» Excerpts from point annotation data:
● ● ● ● ●
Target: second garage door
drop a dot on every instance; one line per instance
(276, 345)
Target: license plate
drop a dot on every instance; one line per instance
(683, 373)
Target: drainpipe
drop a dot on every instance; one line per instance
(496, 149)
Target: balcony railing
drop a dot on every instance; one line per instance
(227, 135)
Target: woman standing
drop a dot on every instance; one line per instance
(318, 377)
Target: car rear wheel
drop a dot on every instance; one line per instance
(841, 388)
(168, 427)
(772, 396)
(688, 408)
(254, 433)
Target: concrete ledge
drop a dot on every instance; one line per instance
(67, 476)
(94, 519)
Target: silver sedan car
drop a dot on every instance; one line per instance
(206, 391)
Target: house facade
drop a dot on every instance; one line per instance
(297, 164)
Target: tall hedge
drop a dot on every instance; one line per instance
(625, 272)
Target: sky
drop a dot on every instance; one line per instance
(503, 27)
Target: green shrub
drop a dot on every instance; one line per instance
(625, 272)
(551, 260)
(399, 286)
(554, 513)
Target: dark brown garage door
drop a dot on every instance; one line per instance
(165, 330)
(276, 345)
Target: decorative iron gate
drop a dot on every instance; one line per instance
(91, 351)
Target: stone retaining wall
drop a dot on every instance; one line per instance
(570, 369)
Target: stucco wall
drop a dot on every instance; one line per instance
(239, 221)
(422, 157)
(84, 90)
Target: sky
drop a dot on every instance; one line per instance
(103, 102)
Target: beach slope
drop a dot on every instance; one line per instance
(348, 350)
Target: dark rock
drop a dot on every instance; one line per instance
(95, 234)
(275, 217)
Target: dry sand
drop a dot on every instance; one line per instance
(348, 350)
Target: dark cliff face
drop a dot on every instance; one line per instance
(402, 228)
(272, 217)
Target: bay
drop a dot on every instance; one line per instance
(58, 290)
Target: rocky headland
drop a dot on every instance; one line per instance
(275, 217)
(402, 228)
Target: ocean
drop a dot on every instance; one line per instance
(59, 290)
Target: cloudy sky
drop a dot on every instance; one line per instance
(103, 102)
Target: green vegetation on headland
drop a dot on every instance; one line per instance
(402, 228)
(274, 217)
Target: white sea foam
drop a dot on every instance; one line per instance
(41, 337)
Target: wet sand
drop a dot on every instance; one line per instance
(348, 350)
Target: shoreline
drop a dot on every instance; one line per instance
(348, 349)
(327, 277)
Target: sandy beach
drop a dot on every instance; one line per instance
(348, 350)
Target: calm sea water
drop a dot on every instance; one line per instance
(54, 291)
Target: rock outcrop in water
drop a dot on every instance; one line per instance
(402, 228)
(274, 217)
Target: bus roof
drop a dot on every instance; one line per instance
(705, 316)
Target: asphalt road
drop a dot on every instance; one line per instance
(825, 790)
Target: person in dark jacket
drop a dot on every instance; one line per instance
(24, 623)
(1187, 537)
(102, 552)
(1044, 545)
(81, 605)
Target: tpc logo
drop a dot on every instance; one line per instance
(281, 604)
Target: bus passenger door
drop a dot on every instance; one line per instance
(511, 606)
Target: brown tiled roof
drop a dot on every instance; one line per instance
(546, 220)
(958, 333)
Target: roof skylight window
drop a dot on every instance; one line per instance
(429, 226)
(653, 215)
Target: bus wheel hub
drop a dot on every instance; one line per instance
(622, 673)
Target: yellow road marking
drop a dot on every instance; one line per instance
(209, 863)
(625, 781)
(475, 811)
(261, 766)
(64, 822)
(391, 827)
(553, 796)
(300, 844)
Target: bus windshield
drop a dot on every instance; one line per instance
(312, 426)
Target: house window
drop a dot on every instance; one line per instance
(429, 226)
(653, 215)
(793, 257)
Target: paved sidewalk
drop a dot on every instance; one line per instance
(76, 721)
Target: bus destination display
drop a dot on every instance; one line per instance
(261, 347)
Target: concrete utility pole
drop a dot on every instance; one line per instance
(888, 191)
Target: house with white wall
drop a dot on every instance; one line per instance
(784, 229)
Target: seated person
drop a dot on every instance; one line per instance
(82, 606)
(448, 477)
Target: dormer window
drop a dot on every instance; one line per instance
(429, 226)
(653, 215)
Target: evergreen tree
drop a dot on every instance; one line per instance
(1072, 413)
● ● ● ● ●
» Work required:
Return every line from the one holding "Target: bus wheel hub" through the end of the data, exactly as it appears, with both ends kept and nothing else.

» Correct response:
Target: bus wheel hub
drop a dot on every instance; one line per instance
(622, 673)
Target: yellow road marking
drop a dot on every instance; one line per instance
(209, 863)
(625, 781)
(475, 811)
(261, 766)
(64, 822)
(391, 827)
(553, 796)
(300, 844)
Target: bus windshield
drop a dot on every instance; one line per instance
(312, 426)
Target: house window
drop a dot on every instance; one line per instance
(429, 226)
(653, 215)
(793, 257)
Target: paved sidewalk
drop a dot on every instance; one line per instance
(76, 721)
Target: bus destination display
drop a dot on every instance; one line per instance
(261, 347)
Target: concrete utility pole
drop a dot on every instance; one line per instance
(888, 191)
Target: house with white wall
drop a dot on every instance; one line per instance
(784, 229)
Target: seated person
drop a dot on every instance; one line per instance
(82, 606)
(448, 477)
Target: dormer window
drop a dot on every instance; one line per instance
(429, 226)
(653, 215)
Target: evergreen tree
drop a dot on every instance; one line per instance
(1072, 413)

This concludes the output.